ROWS ->

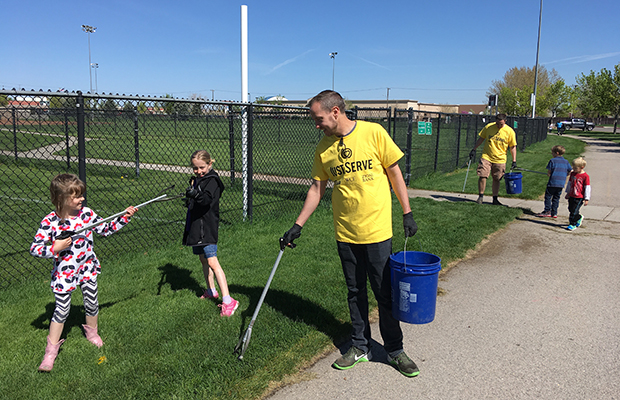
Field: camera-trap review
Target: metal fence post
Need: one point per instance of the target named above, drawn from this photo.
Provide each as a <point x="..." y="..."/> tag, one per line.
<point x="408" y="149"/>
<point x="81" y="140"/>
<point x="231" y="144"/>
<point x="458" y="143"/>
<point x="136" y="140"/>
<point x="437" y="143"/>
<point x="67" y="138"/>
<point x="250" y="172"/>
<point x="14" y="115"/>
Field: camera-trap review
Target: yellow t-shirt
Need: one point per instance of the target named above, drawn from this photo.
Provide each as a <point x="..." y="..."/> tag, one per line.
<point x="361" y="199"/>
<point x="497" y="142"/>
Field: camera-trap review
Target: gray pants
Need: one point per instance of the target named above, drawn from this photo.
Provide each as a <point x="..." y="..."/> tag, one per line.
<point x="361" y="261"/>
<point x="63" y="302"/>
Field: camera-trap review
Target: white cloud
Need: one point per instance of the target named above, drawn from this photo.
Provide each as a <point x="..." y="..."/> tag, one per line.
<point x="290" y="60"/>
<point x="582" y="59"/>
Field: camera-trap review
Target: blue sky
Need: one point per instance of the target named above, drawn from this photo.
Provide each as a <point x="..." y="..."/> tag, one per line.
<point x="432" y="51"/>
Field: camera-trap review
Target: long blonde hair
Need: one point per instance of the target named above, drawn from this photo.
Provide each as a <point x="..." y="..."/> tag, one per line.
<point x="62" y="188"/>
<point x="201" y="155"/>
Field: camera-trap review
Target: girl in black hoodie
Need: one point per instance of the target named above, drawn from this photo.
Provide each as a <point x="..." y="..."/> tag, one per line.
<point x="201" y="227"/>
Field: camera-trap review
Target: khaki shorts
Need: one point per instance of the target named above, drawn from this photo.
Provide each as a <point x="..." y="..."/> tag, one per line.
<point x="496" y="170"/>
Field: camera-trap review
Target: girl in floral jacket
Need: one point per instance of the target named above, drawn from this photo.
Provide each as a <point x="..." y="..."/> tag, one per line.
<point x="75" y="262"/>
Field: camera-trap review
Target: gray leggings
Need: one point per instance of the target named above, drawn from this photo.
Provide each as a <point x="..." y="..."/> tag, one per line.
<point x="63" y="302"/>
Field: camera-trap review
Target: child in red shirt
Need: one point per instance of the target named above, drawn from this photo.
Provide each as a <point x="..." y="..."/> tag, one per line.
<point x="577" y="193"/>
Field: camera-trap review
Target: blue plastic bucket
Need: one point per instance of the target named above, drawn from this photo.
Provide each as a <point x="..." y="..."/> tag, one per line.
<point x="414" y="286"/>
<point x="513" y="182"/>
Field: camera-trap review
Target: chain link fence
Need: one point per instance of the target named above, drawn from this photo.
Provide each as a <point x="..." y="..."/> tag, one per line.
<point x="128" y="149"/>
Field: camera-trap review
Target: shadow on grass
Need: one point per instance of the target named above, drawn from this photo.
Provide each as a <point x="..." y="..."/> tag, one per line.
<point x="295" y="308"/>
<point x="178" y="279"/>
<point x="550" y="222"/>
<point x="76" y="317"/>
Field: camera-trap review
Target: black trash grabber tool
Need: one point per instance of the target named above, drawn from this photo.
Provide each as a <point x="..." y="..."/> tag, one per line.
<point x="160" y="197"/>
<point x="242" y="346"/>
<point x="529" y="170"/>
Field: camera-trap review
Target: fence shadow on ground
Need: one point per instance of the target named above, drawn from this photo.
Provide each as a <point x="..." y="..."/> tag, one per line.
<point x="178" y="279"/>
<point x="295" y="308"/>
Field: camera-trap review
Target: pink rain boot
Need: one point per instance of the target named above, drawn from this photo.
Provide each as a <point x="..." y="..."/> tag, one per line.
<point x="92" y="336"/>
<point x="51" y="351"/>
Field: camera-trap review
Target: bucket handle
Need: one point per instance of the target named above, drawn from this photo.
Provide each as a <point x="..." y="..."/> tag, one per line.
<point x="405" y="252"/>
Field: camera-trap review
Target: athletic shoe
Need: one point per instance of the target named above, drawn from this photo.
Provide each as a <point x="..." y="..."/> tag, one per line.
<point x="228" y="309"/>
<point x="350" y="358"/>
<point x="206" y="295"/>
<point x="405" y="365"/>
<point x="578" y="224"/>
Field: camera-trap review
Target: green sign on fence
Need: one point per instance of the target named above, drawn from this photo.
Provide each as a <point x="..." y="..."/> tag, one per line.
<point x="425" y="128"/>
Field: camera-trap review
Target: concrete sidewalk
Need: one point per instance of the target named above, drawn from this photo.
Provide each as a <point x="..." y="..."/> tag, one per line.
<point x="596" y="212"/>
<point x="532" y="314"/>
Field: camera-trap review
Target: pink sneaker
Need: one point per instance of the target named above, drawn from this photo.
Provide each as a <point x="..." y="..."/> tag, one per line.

TASK TO CARRY OUT -> Transcribe all entries above exactly. Drop the pictures.

WORKED ANSWER ->
Field: camera-trap review
Target: metal fence post
Need: one point per instance of the target named above, drawn from this photo.
Provide each as a <point x="..." y="..."/> tag, one per line.
<point x="408" y="149"/>
<point x="81" y="140"/>
<point x="231" y="144"/>
<point x="458" y="143"/>
<point x="136" y="140"/>
<point x="437" y="143"/>
<point x="67" y="138"/>
<point x="250" y="172"/>
<point x="14" y="115"/>
Field: camera-trap review
Target: yellow t-shirt
Need: one point per instance of the target named above, drawn from this photo.
Provide each as a <point x="..." y="..."/> tag, one per line.
<point x="361" y="199"/>
<point x="497" y="142"/>
Field: camera-trap review
Target: gray pants
Need: one point per instance of the target named above, drawn from this photo.
Provide each as a <point x="..." y="..."/> tag, one per line.
<point x="361" y="261"/>
<point x="63" y="302"/>
Field: camera-trap review
Target: white cloud
Need: one point per instance of the target named above, drawn from this photo.
Provide each as a <point x="..." y="..."/> tag, one per line.
<point x="290" y="60"/>
<point x="582" y="59"/>
Field: camera-trap review
Target: blue sky
Need: one point per instance of the target named above, drawn from this photo.
Provide each as a <point x="..." y="..."/> tag, one per line.
<point x="432" y="51"/>
Field: camera-trap review
Target: long blonde hair
Need: one point per instance of the target named above, drawn from this photo.
Provide each as a <point x="..." y="..."/> tag, one per line.
<point x="62" y="188"/>
<point x="201" y="155"/>
Field: camera-trap review
Target: girl in black hoodie
Need: one point per instance of the target named above, drawn from this photo.
Provide each as a <point x="..." y="..."/> tag, one per line.
<point x="201" y="227"/>
Field: camera-trap review
Target: khaki shorts
Need: one point per instance of the target named above, drawn from this photo.
Provide each as a <point x="..." y="..."/> tag, one per line.
<point x="496" y="170"/>
Field: camera-trap review
Target: girl in floral jacket
Need: one point per instance of the target named above, drawn from this photo.
Provide each as a <point x="..." y="..."/> tag, one per line.
<point x="75" y="262"/>
Field: camera-trap review
Target: gray leggings
Need: one point per instance of the target named above, drawn from this photo.
Provide each as a <point x="..." y="..."/> tag, one per line.
<point x="63" y="302"/>
Field: camera-trap review
Target: child in red shirt
Need: one point per instance of the target named above, drawn from this photo.
Provide each as a <point x="..." y="..."/> tag, one per line.
<point x="577" y="193"/>
Field: camera-trap review
Target: blue plastic bucket
Need: one point per instance of the target named above, drawn from this photo.
Provide each as a <point x="..." y="..."/> tag, one per line.
<point x="414" y="286"/>
<point x="513" y="182"/>
Field: camera-trap review
Target: chain link fence
Need: one point per instance of the target named above, drawn from this photo.
Provide each as a <point x="..." y="..."/> tag, one per line.
<point x="128" y="149"/>
Field: camera-trap review
Target: shadow on grass
Need: one point per instance of the target named above, drawn from this photo.
Provide each as a <point x="..." y="..."/> tag, one per line.
<point x="295" y="308"/>
<point x="178" y="279"/>
<point x="550" y="222"/>
<point x="76" y="317"/>
Field: camera-trap review
Target: black trash grabber tool
Need: one point per instance of the target named above, drawn from this photo.
Provide each as a <point x="..." y="..."/> tag, one per line.
<point x="160" y="197"/>
<point x="242" y="346"/>
<point x="529" y="170"/>
Field: camera-trap review
Target: fence shadow on ground
Need: one point per instance of the target named above, drawn from this photo.
Provide each as a <point x="..." y="..."/> tag, one per line.
<point x="178" y="279"/>
<point x="295" y="308"/>
Field: camera-trap review
Target: pink rain boot
Need: one point per instance of the target named above, drawn from this photo.
Provide each as a <point x="..." y="..."/> tag, one per line.
<point x="92" y="336"/>
<point x="51" y="351"/>
Field: camera-trap review
Target: bucket handle
Need: one point per instance of the target named above, drawn from this photo.
Provide each as a <point x="..." y="..."/> tag, one per line.
<point x="405" y="252"/>
Field: camera-trap review
Target: athletic shoe
Need: one point per instance of the target named above, drawn from this photo.
Provide each as a <point x="..." y="..."/> tag, one per line.
<point x="228" y="309"/>
<point x="350" y="358"/>
<point x="206" y="295"/>
<point x="405" y="365"/>
<point x="578" y="224"/>
Field: camera-trap review
Target: green sign on fence
Need: one point per instance of the target named above, drawn from this photo.
Provide each as a <point x="..." y="..."/> tag, one per line.
<point x="425" y="128"/>
Field: camera-trap review
Target: concrete sidewalk
Need: one point per instance of the target named above, drawn from this photo.
Provide each as a <point x="..." y="..."/> tag, one per line.
<point x="596" y="212"/>
<point x="532" y="314"/>
Field: camera-trap review
Target: pink sneaker
Need: one point per instance of the target named above, drawn from this photo.
Provide each as a <point x="..." y="..."/> tag, one per line.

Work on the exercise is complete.